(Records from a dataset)
· · · ·

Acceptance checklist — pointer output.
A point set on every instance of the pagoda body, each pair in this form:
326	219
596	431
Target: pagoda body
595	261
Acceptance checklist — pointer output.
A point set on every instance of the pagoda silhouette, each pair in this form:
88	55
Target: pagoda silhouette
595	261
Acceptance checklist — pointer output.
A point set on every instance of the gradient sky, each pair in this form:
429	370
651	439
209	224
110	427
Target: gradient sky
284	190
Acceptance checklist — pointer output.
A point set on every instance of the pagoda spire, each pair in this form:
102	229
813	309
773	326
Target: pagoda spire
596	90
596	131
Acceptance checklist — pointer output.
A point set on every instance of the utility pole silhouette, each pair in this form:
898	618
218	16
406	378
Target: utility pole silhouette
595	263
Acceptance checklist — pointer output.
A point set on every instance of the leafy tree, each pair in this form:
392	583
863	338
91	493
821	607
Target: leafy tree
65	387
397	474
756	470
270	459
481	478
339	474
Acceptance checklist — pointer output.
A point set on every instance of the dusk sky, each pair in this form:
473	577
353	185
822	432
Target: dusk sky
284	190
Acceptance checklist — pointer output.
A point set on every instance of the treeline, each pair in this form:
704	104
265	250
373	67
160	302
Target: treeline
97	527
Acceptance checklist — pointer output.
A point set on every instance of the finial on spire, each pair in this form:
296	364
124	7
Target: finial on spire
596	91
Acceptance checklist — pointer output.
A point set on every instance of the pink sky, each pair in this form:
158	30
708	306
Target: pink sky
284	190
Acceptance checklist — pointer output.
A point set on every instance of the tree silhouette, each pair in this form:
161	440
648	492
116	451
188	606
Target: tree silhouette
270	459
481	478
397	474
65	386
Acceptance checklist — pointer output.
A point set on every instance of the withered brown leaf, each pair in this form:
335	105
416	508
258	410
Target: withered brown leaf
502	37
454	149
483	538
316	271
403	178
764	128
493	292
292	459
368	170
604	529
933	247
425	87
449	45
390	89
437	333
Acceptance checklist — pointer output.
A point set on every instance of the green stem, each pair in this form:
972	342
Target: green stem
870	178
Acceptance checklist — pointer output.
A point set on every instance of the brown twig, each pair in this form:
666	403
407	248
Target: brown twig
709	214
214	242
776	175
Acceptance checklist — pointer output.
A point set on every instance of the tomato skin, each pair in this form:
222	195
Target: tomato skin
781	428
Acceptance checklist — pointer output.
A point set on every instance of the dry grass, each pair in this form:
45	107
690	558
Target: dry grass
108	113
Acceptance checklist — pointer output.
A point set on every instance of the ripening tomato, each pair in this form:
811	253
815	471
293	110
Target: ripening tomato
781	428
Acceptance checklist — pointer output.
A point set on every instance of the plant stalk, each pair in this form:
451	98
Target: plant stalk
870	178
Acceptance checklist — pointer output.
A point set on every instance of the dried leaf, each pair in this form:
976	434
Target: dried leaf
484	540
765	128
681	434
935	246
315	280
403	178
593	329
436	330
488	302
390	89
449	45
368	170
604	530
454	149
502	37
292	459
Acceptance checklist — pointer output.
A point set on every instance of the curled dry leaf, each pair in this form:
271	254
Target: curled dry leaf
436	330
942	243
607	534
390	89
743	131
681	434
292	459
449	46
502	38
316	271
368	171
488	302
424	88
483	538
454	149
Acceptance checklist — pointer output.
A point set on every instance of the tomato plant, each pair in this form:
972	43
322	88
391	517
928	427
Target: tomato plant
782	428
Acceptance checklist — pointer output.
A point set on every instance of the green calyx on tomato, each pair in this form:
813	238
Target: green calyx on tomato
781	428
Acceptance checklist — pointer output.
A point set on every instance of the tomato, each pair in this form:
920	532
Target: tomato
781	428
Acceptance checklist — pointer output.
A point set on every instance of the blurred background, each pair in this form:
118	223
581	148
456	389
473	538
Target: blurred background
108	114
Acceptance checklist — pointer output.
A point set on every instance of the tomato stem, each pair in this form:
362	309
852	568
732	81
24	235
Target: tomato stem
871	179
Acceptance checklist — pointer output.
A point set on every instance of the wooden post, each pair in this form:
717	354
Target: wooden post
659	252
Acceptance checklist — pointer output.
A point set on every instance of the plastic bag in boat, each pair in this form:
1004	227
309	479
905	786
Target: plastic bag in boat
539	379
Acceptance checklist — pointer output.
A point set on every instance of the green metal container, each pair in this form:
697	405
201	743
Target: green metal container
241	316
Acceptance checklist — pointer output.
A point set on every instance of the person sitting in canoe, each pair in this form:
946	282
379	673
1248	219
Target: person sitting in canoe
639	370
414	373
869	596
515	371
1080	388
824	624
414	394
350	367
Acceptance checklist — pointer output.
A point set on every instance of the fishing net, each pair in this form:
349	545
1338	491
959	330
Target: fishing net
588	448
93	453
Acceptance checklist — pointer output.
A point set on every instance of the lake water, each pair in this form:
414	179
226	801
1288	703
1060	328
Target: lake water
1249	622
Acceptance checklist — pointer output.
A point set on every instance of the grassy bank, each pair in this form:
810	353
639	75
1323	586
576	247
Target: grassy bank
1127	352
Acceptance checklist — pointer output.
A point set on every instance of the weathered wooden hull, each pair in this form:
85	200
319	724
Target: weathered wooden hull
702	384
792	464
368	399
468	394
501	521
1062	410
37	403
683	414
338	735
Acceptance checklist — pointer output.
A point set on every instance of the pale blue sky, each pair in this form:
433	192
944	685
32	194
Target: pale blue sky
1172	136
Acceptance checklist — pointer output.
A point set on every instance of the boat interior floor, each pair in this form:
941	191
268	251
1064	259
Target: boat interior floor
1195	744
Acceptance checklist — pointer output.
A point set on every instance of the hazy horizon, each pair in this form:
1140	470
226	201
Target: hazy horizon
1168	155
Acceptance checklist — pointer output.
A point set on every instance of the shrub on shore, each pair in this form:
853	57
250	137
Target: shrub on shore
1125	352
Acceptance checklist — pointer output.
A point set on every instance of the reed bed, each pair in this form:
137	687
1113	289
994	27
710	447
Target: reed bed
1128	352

· · · ·

> [Given instruction] Extract every line of the items above that contains the word "metal".

> [Solution to this task]
A point set on every instance of the green metal container, each pair in this form:
Target: green metal container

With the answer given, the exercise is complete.